(Some rows)
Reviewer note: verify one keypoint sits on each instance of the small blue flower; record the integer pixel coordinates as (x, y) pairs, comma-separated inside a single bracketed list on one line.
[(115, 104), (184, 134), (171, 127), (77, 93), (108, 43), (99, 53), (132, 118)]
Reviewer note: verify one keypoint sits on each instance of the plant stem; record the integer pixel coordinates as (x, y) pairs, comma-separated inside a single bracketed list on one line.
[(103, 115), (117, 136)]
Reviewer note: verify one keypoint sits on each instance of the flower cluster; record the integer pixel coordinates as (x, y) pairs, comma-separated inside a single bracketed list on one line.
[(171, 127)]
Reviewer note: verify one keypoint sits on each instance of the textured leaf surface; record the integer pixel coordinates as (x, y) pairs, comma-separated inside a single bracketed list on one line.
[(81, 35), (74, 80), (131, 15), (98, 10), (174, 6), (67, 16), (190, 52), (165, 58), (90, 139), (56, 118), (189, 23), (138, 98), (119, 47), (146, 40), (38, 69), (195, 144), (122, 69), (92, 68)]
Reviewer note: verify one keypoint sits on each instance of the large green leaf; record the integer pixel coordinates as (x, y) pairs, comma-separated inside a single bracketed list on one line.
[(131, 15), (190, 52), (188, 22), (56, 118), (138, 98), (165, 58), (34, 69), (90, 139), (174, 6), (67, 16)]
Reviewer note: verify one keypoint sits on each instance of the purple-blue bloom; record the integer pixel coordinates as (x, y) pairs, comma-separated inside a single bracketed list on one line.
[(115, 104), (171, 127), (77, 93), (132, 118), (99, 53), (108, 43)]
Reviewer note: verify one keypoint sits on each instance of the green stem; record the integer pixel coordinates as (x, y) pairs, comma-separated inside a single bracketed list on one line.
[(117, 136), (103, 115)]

§ Stated goal:
Render every row above as a JSON list of strings, with one string per line and blank lines omitted.

§ Expected output:
[
  "Reviewer note: verify one keypoint sits on each instance of the small blue flower; record the integer pixel coordinates as (x, y) pairs, comma-separated inside a single bracketed list on one line.",
  "[(115, 104), (184, 134), (171, 127), (77, 93), (108, 43), (99, 53), (132, 118)]",
  "Reviewer note: verify one keypoint sits on each instance of the plant stem; record the integer pixel coordinates as (x, y) pairs, comma-separated inside a single bracketed list on one line.",
  "[(103, 115), (117, 136)]",
  "Reviewer note: verify one keypoint sits on each instance of the flower cluster; record the integer pixel coordinates as (x, y) pairs, comma-separated inside a single bracketed list on one line.",
  "[(171, 127)]",
  "Reviewer note: verify one keypoint sits on each instance of the textured leaf surface; record the integer pixel coordinates as (x, y) pairs, comma-separated inside a single bracketed list on one line.",
  "[(81, 35), (74, 80), (131, 15), (98, 10), (174, 6), (67, 16), (190, 52), (165, 58), (90, 139), (56, 118), (189, 23), (138, 98), (119, 47), (146, 40), (38, 69), (195, 144), (122, 69), (92, 68)]",
  "Reviewer note: verify one keypoint sits on each instance of the large green leaf; record the integer pixel coordinates as (x, y) pairs, comma-separated inside a single bracketed list on one line.",
  "[(131, 15), (190, 52), (188, 22), (56, 118), (138, 98), (165, 58), (34, 69), (90, 139), (174, 6), (67, 16)]",
  "Reviewer note: verify one keypoint sits on each instance of the purple-blue bloom; record the integer pixel coordinates as (x, y) pairs, comma-separated inside a single bracketed list on one line.",
  "[(115, 104), (171, 127), (77, 93), (132, 118), (99, 53), (108, 43)]",
  "Reviewer note: verify one keypoint sits on each instance of the green stem; record the integer pixel coordinates as (x, y) pairs, comma-separated inside a single bracketed list on one line.",
  "[(117, 136), (103, 115)]"
]